§ **Task item**
The word "layered" marks the lines to copy; find all of them in the entries below.

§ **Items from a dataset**
= Beginning of Section =

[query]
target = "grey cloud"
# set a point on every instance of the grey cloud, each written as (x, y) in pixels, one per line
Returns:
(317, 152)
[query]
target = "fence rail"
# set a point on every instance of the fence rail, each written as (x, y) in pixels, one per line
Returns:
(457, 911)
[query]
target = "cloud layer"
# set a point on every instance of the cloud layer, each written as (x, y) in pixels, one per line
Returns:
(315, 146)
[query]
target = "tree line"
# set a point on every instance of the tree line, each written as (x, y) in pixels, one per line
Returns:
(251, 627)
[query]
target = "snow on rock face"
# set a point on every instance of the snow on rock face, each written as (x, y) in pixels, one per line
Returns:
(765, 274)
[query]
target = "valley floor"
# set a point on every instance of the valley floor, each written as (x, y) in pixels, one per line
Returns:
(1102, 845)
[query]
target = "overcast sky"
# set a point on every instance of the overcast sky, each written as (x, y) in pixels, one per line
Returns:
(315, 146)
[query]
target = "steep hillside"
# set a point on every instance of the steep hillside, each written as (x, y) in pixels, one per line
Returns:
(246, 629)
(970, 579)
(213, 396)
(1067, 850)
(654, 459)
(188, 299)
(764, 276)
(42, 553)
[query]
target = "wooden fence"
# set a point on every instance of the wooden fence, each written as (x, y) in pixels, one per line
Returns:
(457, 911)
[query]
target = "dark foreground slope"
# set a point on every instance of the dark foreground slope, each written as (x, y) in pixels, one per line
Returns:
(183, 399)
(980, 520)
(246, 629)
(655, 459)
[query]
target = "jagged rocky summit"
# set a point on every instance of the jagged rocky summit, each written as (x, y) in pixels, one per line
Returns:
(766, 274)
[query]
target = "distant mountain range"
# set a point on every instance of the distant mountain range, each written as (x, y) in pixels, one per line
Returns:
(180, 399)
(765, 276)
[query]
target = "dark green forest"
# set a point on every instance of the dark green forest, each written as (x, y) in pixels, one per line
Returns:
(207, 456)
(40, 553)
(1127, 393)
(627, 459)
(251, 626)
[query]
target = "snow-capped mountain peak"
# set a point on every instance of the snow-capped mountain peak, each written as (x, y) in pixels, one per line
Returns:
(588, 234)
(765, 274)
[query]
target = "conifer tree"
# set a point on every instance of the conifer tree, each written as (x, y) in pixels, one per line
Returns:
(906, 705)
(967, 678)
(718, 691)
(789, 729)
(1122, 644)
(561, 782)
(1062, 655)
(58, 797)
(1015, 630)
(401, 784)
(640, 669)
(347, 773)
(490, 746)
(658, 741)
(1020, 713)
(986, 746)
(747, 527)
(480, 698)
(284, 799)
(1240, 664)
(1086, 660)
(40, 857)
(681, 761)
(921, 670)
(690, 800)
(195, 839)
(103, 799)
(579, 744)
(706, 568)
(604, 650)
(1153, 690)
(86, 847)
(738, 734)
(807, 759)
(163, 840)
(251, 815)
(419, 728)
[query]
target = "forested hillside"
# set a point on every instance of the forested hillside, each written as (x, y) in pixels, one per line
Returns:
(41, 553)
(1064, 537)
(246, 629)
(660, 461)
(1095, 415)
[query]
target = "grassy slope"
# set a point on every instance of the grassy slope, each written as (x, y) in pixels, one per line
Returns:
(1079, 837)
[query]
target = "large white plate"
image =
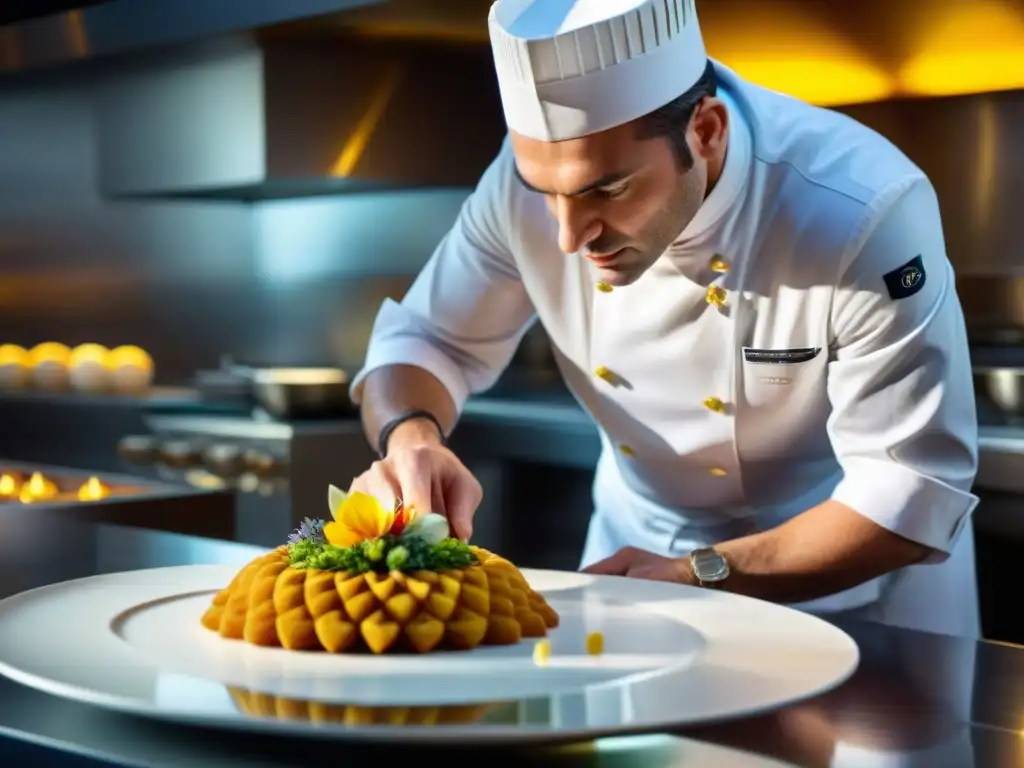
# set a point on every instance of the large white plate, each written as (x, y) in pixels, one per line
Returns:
(674, 655)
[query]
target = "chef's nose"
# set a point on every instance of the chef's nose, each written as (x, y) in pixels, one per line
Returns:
(577, 226)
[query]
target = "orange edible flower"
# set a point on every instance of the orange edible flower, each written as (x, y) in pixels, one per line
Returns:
(357, 517)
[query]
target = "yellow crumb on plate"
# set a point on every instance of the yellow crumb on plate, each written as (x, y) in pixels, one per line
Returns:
(542, 652)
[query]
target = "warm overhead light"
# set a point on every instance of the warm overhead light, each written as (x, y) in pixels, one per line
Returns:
(93, 489)
(971, 47)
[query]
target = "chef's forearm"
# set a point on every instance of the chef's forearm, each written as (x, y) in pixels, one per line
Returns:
(393, 390)
(827, 549)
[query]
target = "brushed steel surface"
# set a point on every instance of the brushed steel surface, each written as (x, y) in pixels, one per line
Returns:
(972, 153)
(247, 120)
(1005, 387)
(94, 31)
(299, 282)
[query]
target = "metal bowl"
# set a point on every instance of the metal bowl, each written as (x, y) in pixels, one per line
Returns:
(303, 392)
(1005, 387)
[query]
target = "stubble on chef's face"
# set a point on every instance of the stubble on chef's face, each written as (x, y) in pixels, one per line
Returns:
(619, 200)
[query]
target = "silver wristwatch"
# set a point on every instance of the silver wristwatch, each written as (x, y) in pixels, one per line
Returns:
(710, 566)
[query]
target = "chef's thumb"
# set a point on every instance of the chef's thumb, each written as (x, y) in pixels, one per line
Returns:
(461, 501)
(415, 484)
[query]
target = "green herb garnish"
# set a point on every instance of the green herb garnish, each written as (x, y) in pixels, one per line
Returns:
(381, 555)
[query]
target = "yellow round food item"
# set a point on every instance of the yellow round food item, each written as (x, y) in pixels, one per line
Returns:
(13, 367)
(130, 355)
(132, 370)
(89, 369)
(267, 706)
(272, 604)
(13, 353)
(88, 353)
(49, 351)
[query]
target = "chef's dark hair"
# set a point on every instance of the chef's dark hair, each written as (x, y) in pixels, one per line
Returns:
(672, 120)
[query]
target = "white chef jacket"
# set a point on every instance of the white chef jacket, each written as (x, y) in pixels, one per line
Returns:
(835, 364)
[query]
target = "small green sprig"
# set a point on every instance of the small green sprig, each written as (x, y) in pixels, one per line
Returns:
(381, 555)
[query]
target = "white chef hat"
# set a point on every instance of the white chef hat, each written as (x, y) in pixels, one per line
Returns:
(570, 68)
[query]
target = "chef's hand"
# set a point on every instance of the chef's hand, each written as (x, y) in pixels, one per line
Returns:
(636, 563)
(425, 475)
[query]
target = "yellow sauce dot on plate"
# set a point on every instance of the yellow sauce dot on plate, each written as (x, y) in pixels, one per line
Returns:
(716, 295)
(542, 652)
(716, 404)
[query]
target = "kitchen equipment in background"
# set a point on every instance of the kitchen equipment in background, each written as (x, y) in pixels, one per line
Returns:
(43, 495)
(282, 393)
(1004, 387)
(300, 392)
(278, 471)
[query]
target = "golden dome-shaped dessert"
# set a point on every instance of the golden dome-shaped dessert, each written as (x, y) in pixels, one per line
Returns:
(383, 582)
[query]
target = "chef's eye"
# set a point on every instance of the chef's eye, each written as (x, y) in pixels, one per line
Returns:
(613, 192)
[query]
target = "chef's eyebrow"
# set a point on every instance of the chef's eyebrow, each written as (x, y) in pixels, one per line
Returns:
(605, 180)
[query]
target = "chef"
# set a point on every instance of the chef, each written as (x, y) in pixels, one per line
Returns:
(749, 295)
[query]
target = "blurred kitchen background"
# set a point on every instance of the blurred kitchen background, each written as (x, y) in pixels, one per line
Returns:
(219, 189)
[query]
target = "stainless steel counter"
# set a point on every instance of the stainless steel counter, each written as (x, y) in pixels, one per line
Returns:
(915, 700)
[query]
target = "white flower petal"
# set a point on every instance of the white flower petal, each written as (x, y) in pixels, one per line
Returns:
(335, 498)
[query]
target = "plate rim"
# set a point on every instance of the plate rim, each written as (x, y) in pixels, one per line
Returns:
(472, 734)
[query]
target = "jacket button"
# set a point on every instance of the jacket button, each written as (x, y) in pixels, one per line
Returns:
(716, 296)
(714, 403)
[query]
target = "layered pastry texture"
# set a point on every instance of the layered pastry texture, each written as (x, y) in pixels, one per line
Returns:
(378, 581)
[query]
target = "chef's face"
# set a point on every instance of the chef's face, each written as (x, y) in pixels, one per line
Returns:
(621, 198)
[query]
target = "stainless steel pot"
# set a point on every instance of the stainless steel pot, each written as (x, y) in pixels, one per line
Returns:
(300, 392)
(1004, 386)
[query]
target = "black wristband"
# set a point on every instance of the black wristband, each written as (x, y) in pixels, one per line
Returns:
(388, 428)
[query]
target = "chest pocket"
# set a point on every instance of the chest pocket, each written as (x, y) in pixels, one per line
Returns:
(776, 378)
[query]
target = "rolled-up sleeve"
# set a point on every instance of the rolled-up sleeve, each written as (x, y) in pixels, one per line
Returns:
(467, 310)
(903, 423)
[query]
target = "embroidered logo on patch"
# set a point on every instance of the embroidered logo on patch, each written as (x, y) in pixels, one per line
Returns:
(905, 281)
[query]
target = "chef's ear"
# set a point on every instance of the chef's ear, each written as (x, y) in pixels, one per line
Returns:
(709, 128)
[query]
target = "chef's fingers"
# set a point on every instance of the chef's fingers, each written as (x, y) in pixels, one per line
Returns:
(380, 482)
(617, 564)
(416, 476)
(463, 495)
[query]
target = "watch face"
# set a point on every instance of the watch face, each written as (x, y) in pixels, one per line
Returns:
(709, 565)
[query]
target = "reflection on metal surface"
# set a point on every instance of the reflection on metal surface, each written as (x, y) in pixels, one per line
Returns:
(988, 146)
(78, 39)
(364, 130)
(978, 190)
(247, 121)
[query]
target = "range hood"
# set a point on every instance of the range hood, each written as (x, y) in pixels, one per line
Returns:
(251, 120)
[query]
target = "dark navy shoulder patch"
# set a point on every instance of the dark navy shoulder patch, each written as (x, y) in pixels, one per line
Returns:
(905, 281)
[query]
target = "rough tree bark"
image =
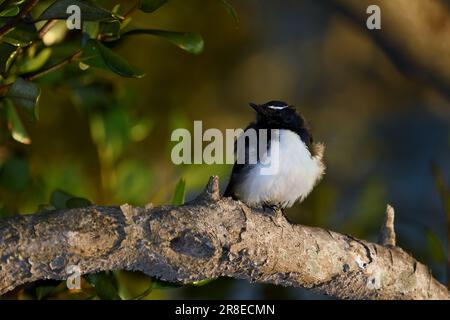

= End of Section =

§ **The answer**
target = "layered pastry texture"
# set a point on every instance of the layered pastry texture, each written as (x, y) in pixels, one per line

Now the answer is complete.